### [Task instructions]
Identify every line in the records that contains the string "print", and copy each such line in full. Case counts.
------------------------------------------------------------
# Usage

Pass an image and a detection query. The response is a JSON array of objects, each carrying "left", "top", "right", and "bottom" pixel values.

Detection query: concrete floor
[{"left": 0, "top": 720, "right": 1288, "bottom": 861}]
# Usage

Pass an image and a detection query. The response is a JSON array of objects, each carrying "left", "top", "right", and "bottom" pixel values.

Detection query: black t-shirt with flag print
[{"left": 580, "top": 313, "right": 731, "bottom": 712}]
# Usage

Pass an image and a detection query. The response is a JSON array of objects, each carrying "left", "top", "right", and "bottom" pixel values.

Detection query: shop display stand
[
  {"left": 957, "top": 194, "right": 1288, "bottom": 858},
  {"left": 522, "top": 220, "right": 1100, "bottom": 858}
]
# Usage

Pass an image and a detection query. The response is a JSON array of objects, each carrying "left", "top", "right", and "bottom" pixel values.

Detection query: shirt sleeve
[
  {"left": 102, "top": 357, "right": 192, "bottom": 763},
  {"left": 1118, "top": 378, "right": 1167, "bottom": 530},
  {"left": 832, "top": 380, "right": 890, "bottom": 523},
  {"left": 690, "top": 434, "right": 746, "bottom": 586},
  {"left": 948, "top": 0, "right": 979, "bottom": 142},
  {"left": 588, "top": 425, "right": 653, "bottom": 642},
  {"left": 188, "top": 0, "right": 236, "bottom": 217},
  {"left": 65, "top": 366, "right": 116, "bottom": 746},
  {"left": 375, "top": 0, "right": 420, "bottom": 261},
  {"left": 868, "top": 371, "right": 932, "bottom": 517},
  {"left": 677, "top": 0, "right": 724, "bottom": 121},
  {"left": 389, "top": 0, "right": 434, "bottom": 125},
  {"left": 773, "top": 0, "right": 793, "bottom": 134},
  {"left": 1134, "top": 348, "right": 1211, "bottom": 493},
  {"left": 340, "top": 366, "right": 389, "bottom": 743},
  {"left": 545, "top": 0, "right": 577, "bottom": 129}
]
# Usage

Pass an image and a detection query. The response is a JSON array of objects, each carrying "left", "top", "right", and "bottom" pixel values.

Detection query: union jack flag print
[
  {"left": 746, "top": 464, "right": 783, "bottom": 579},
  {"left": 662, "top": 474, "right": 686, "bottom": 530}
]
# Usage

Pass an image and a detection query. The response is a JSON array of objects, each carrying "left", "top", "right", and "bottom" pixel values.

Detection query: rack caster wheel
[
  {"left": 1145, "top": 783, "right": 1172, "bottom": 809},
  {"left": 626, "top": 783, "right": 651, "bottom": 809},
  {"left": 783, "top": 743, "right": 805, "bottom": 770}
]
------------------------------------------------------------
### [Task result]
Detection query: black t-shirt with flag print
Detection query: union jack flag print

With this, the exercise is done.